_INSTRUCTION_
Copy everything from the line containing "[locate] the anvil" down to the line containing "x=688, y=360", replacing "dirt road" with "gravel road" and leaving the rest unchanged.

(Stored data entries)
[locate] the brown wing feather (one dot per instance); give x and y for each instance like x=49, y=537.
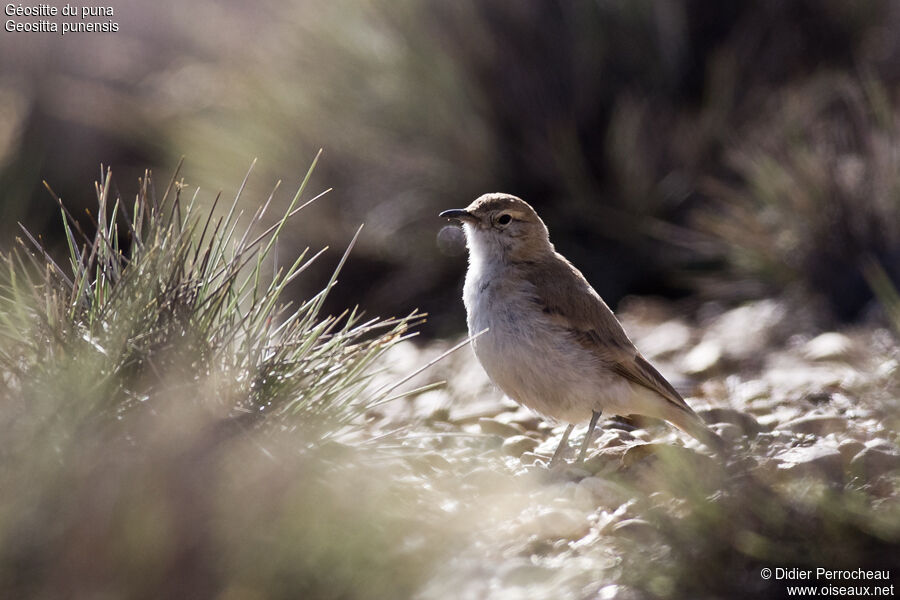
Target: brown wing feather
x=643, y=373
x=574, y=304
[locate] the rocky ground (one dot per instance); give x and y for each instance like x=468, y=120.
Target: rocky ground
x=814, y=477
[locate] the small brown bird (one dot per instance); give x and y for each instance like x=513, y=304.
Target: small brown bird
x=550, y=342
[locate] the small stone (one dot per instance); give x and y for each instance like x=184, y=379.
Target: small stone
x=748, y=331
x=561, y=524
x=635, y=528
x=828, y=346
x=820, y=462
x=871, y=463
x=816, y=424
x=618, y=592
x=665, y=339
x=849, y=449
x=493, y=426
x=521, y=417
x=518, y=445
x=523, y=574
x=747, y=423
x=703, y=358
x=607, y=493
x=728, y=431
x=605, y=460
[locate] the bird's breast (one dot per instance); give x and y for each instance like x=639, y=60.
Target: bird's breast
x=523, y=351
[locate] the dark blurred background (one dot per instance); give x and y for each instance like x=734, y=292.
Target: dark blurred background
x=688, y=148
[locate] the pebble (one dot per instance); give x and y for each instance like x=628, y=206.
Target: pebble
x=493, y=426
x=873, y=462
x=748, y=331
x=635, y=529
x=728, y=431
x=812, y=461
x=747, y=423
x=702, y=359
x=849, y=449
x=518, y=445
x=618, y=592
x=606, y=492
x=665, y=339
x=561, y=524
x=816, y=424
x=828, y=346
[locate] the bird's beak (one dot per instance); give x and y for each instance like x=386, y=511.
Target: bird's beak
x=457, y=213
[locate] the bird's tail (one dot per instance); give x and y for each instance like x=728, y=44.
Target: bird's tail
x=690, y=422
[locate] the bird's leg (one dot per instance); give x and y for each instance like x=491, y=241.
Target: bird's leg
x=589, y=436
x=562, y=444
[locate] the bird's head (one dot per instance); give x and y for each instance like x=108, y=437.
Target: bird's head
x=502, y=226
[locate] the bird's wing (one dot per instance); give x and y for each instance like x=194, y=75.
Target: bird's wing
x=566, y=297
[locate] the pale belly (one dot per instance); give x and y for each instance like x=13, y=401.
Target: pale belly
x=537, y=363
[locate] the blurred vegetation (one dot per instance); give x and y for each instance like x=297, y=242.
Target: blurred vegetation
x=743, y=147
x=173, y=428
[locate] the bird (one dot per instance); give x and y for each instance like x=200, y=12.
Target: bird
x=546, y=338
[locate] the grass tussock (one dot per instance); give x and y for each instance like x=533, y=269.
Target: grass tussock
x=173, y=428
x=813, y=197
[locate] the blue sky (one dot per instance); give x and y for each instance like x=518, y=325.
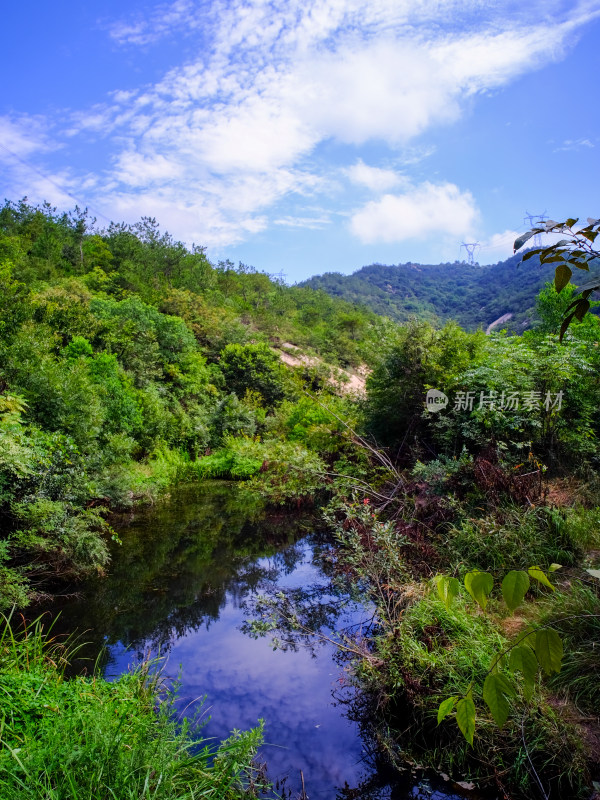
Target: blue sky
x=307, y=136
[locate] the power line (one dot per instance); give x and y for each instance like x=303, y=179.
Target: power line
x=279, y=276
x=534, y=220
x=470, y=247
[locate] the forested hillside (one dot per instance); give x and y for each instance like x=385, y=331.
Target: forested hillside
x=473, y=295
x=124, y=357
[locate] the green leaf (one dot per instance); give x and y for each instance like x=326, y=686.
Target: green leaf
x=549, y=650
x=523, y=660
x=539, y=575
x=514, y=588
x=496, y=691
x=581, y=309
x=446, y=707
x=465, y=717
x=564, y=326
x=479, y=585
x=562, y=275
x=447, y=588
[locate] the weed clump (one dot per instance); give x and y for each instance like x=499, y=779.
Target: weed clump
x=88, y=738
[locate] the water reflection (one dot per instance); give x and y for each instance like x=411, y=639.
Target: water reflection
x=177, y=586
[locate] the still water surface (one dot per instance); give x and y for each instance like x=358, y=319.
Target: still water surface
x=178, y=585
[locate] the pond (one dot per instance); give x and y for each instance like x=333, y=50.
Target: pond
x=178, y=586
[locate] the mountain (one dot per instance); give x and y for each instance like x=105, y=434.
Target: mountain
x=473, y=295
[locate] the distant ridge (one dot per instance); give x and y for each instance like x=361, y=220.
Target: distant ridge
x=473, y=295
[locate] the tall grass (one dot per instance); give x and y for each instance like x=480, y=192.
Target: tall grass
x=88, y=739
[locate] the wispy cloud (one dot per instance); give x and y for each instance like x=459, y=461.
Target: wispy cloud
x=421, y=211
x=214, y=145
x=377, y=179
x=575, y=144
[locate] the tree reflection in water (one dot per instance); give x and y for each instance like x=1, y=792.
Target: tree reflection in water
x=181, y=584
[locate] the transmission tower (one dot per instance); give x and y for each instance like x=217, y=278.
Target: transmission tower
x=470, y=247
x=533, y=220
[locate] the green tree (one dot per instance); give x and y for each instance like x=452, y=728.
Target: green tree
x=254, y=367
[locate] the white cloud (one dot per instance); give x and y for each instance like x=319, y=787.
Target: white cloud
x=575, y=144
x=238, y=125
x=425, y=210
x=497, y=247
x=375, y=178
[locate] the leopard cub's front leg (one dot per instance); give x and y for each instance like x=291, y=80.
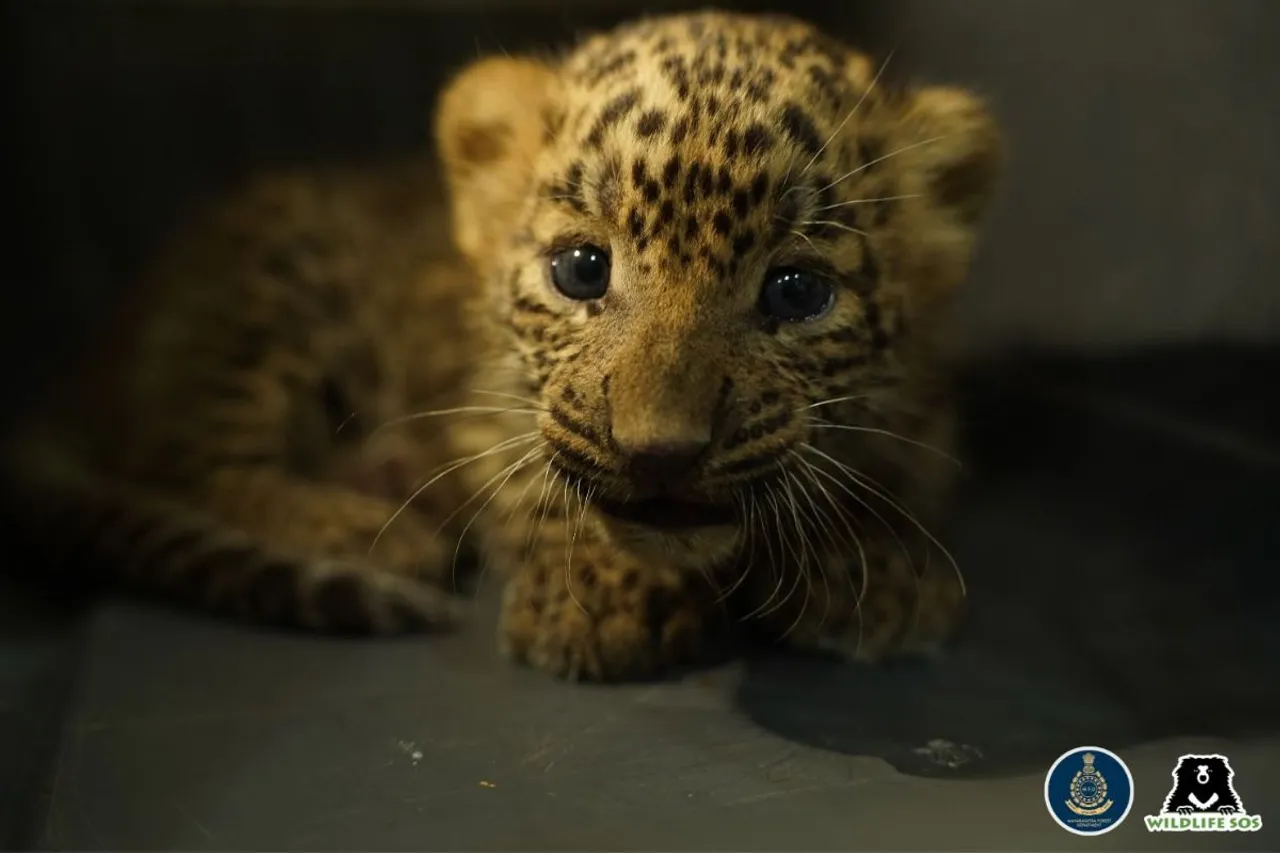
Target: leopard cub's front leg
x=583, y=609
x=888, y=598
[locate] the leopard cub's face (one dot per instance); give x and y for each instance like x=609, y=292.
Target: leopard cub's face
x=717, y=224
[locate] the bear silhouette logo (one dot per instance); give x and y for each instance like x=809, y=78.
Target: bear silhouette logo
x=1203, y=799
x=1202, y=785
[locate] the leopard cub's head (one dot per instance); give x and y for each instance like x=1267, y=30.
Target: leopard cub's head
x=698, y=231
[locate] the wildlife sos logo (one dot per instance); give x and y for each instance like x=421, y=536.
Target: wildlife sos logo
x=1203, y=799
x=1088, y=790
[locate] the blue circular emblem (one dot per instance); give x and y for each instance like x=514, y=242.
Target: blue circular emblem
x=1088, y=790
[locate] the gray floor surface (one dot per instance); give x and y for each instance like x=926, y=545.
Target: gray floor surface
x=1119, y=538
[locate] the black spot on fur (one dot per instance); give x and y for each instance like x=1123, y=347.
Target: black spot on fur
x=671, y=172
x=635, y=222
x=757, y=140
x=759, y=187
x=613, y=112
x=650, y=123
x=799, y=127
x=679, y=131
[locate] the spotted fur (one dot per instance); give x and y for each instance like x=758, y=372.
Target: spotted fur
x=699, y=151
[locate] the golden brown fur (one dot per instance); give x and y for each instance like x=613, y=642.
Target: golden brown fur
x=700, y=155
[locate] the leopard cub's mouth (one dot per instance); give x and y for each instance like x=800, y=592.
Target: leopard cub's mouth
x=667, y=514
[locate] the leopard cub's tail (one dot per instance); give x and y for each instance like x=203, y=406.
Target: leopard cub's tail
x=87, y=529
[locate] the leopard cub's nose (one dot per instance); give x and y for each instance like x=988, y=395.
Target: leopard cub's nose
x=661, y=464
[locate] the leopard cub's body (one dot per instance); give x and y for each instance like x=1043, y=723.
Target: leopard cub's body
x=668, y=361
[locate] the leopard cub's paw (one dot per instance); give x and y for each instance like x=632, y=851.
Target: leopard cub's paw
x=593, y=632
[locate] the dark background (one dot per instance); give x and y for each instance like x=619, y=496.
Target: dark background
x=1120, y=331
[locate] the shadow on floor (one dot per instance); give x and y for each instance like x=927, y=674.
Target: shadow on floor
x=1119, y=546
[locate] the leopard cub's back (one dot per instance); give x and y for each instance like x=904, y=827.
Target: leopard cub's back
x=197, y=448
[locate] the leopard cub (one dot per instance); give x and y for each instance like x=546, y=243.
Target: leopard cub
x=667, y=357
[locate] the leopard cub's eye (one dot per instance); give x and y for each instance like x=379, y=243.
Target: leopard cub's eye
x=581, y=273
x=794, y=295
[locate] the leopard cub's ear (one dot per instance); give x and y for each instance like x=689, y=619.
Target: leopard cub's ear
x=490, y=124
x=960, y=150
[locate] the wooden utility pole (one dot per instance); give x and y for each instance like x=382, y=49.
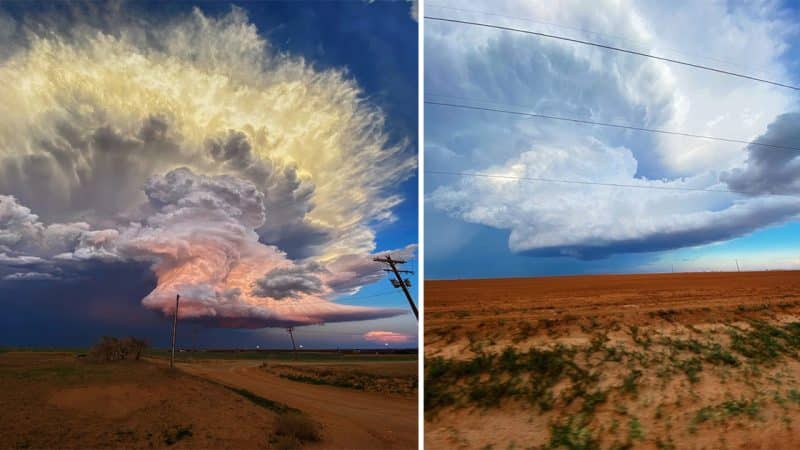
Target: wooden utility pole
x=291, y=335
x=174, y=328
x=400, y=282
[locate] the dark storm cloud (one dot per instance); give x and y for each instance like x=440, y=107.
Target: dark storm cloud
x=771, y=170
x=288, y=282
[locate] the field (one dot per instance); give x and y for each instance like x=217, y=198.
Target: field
x=215, y=400
x=666, y=361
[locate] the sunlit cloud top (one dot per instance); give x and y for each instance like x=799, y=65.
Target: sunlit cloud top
x=243, y=175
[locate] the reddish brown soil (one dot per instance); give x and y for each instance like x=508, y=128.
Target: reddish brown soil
x=698, y=297
x=468, y=318
x=54, y=401
x=351, y=419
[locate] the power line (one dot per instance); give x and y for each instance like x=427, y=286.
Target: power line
x=596, y=183
x=612, y=125
x=617, y=49
x=582, y=30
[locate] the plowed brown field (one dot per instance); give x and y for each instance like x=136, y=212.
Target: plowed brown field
x=698, y=360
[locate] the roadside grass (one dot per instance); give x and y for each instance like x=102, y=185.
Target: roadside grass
x=294, y=429
x=566, y=378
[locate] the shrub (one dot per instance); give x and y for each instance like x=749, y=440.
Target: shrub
x=295, y=427
x=112, y=349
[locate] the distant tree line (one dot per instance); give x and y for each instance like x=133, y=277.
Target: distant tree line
x=112, y=349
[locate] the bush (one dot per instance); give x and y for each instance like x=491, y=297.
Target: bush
x=112, y=349
x=297, y=427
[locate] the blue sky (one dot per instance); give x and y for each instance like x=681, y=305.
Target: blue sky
x=501, y=228
x=71, y=298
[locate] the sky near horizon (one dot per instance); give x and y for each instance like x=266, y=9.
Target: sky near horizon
x=251, y=157
x=505, y=227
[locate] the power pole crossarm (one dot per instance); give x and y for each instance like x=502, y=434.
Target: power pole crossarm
x=393, y=264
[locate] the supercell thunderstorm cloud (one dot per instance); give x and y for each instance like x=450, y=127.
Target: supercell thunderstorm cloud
x=242, y=176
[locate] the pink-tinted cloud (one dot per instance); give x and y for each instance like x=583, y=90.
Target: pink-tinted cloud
x=387, y=337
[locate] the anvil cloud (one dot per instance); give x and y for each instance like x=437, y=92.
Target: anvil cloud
x=244, y=176
x=519, y=72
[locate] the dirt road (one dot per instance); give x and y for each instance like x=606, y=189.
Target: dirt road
x=351, y=419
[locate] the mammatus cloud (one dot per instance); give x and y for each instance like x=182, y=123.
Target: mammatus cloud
x=552, y=219
x=387, y=337
x=244, y=176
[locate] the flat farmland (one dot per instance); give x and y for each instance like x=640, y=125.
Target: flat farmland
x=58, y=399
x=688, y=360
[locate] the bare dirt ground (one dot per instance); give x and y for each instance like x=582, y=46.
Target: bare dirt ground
x=351, y=419
x=701, y=360
x=391, y=377
x=54, y=401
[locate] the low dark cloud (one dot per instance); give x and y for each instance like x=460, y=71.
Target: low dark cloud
x=289, y=282
x=770, y=170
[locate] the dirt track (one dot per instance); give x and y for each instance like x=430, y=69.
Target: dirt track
x=351, y=419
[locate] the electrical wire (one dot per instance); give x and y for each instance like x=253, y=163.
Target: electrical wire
x=611, y=47
x=612, y=125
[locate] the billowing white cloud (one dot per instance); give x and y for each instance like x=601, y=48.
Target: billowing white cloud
x=521, y=72
x=552, y=219
x=81, y=135
x=243, y=175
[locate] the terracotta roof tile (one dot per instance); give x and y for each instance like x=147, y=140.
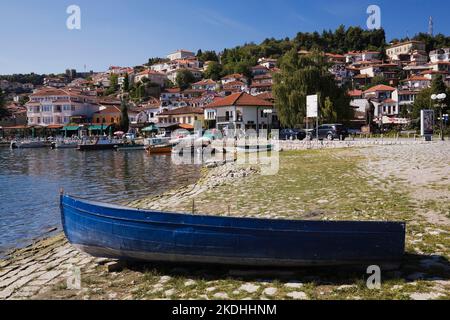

_EXERCISE SOLUTION_
[locate] the anvil cloud (one dot per instance); give x and y for each instance like x=437, y=92.
Target: anvil cloud
x=244, y=176
x=519, y=72
[locate] the gravel road (one dot per instance); give x and y for each instance like x=606, y=189.
Target: gravel road
x=351, y=419
[locate] the mammatus cloud (one dot per instance); give x and y for each instance like x=182, y=123.
Target: mammatus cloud
x=552, y=219
x=387, y=337
x=244, y=176
[locate] the flat farmland (one dot per instance); give x and y for each instance like x=640, y=125.
Target: flat farmland
x=58, y=399
x=688, y=360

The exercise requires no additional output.